TASKS AND EXERCISES:
1. In the post about pseudo host user contamination, explain what disabling renameat2 with seccomp is meant to force coreutils to do, and what does the interception work in that approach.
2. In the post about pseudo host user contamination, what result does renameat2 return when mv is run through ./norenameat2?
3. Resume the post about pseudo host user contamination, starting right after its final trace line.

[OE-core] pseudo: host user contamination

Victor Kamensky kamensky at cisco.com
Sat Mar 24 20:12:54 UTC 2018


Here is another crazy idea how to deal with it, just
brainstorming what options are on the table: disable
renameat2 with help of seccomp and force coreutils to
use other calls. Something along the lines that were
suggested with intercept of syscall function call, but
let kernel to do interception work.

Here is tiny example based on my todays learning or
seccomp and eBPF, it shows how on my FC27 filtering out
renameat2 forces coreutils mv do use other calls to do the job.

[kamensky at coreos-lnx2 bpf]$ cat filterout_renameat2.c
#include <stddef.h>
#include <linux/unistd.h>
#include <linux/seccomp.h>
#include <linux/filter.h>
#include <sys/prctl.h>
#include <errno.h>

#define syscall_nr (offsetof(struct seccomp_data, nr))

struct sock_filter filterout_renameat2[] = {
     BPF_STMT(BPF_LD+BPF_W+BPF_ABS, syscall_nr),
     BPF_JUMP(BPF_JMP+BPF_JEQ+BPF_K, __NR_renameat2, 0, 1),
     BPF_STMT(BPF_RET+BPF_K, SECCOMP_RET_ERRNO + ENOSYS),
     BPF_STMT(BPF_RET+BPF_K, SECCOMP_RET_ALLOW)
};

struct sock_fprog filterout_renameat2_prog = {
     .len = (unsigned short)(sizeof(filterout_renameat2) /
                             sizeof(filterout_renameat2[0])),
     .filter = filterout_renameat2,
};

int disable_renameat2_syscall (void)
{
     int err;
     err = prctl(PR_SET_NO_NEW_PRIVS, 1, 0, 0, 0);
     if (!err) {
         err = prctl(PR_SET_SECCOMP, SECCOMP_MODE_FILTER,
 		    &filterout_renameat2_prog);
     }

     return err;
}
[kamensky at coreos-lnx2 bpf]$ cat norenameat2.c
#include <unistd.h>
#include <stdio.h>

int disable_renameat2_syscall (void);

int main(int argc, char **argv)
{
     int err = 0;

     err = disable_renameat2_syscall();
     if(err) {
         perror("disable_renameat2_syscall");
     }

     execvp (argv[1], &argv[1]);
     return 0;
}
[kamensky at coreos-lnx2 bpf]$ gcc -o norenameat2 norenameat2.c filterout_renameat2.c 
[kamensky at coreos-lnx2 bpf]$ mkdir foo
[kamensky at coreos-lnx2 bpf]$ strace -o ./trace.mv.txt -f mv foo bar
[kamensky at coreos-lnx2 bpf]$ grep rename ./trace.mv.txt
2218  renameat2(AT_FDCWD, "foo", AT_FDCWD, "bar", 0) = 0
[kamensky at coreos-lnx2 bpf]$ rm -r -f bar
[kamensky at coreos-lnx2 bpf]$ mkdir foo
[kamensky at coreos-lnx2 bpf]$ strace -o ./trace.norenameat2.mv.txt -f ./norenameat2 mv foo bar
[kamensky at coreos-lnx2 bpf]$ grep rename ./trace.norenameat2.mv.txt
2228  execve("./norenameat2", ["./norenameat2", "mv", "foo", "bar"], 0x7ffd16d930e0 /* 37 vars */) = 0
2228  renameat2(AT_FDCWD, "foo", AT_FDCWD, "bar", 0) = -1 ENOSYS (Function not implemented)

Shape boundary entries
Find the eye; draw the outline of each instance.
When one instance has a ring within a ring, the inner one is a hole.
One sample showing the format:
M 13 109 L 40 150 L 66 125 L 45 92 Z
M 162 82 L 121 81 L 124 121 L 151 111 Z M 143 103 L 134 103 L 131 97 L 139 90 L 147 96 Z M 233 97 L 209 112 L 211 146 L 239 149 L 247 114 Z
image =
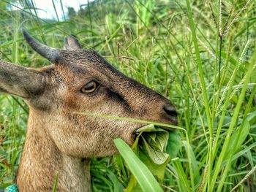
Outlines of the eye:
M 91 93 L 94 92 L 99 86 L 99 83 L 95 81 L 91 81 L 87 83 L 83 88 L 81 89 L 81 91 L 84 93 Z

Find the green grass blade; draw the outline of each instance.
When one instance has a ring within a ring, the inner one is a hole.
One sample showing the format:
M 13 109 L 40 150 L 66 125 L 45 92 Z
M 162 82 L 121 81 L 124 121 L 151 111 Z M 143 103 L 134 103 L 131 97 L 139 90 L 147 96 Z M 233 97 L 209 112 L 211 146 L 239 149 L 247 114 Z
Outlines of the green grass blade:
M 146 166 L 136 156 L 132 150 L 121 139 L 114 140 L 121 155 L 127 164 L 143 191 L 163 191 Z

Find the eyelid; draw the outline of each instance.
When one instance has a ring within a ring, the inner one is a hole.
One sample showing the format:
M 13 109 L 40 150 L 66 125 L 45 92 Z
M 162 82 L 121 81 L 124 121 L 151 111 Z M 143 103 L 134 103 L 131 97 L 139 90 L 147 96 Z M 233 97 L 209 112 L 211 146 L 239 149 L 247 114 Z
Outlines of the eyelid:
M 93 83 L 91 84 L 91 82 Z M 91 85 L 89 85 L 89 84 L 91 84 Z M 87 85 L 89 85 L 88 88 L 86 88 Z M 80 91 L 83 93 L 86 93 L 86 94 L 94 93 L 99 89 L 99 85 L 100 85 L 98 82 L 91 80 L 88 83 L 86 83 L 86 85 L 84 85 L 83 87 L 80 89 Z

TASK ANSWERS:
1. Disabling renameat2 with seccomp is meant to force coreutils, such as mv, to use other calls to do the job. The interception work is left to the kernel, instead of intercepting the syscall function call.

2. It returns -1 ENOSYS (Function not implemented).

3.
2228  renameat(AT_FDCWD, "foo", AT_FDCWD, "bar") = 0
[kamensky at coreos-lnx2 bpf]$

Thanks,
Victor

On Sat, 24 Mar 2018, Seebs wrote:

> On Sat, 24 Mar 2018 12:42:45 -0700
> Andre McCurdy <armccurdy at gmail.com> wrote:
>
>> Right. The musl example is to show how it's possible to transparently
>> intercept and pass on any call to the syscall() ABI without
>> interpreting anything.
>
> Yes, if you don't need to interpret things, and aren't making
> additional other unrelated system calls after doing so.
>
>> Those details are all taken care of within the libc implementation of
>> syscall(). It's not something we need to care about at all in a
>> wrapper for it.
>
> I don't think that's correct.
>
> musl's call sequence:
> 	real_syscall() // sets a3
> 	return
>
> pseudo's call sequence:
> 	various_setup()
> 	real_syscall() // sets a3
> 	other system calls // also set a3
> 	return
>
> In the case where pseudo is actually *disabled*, we just return
> right away after the real call. In every other case, we're making
> other calls some of which imply system calls, and those system calls
> could potentially overwrite things that the libc implementation of
> syscall took care of. (Mutex and signal mask operations.)
>
> So for that to work, I would in principle have to stash the value
> stored in, for instance, "a3", wait until after the other system calls,
> and then restore it. Unless *only* syscall() itself actually sets
> that register, and other system calls don't, and nothing else is
> using it either.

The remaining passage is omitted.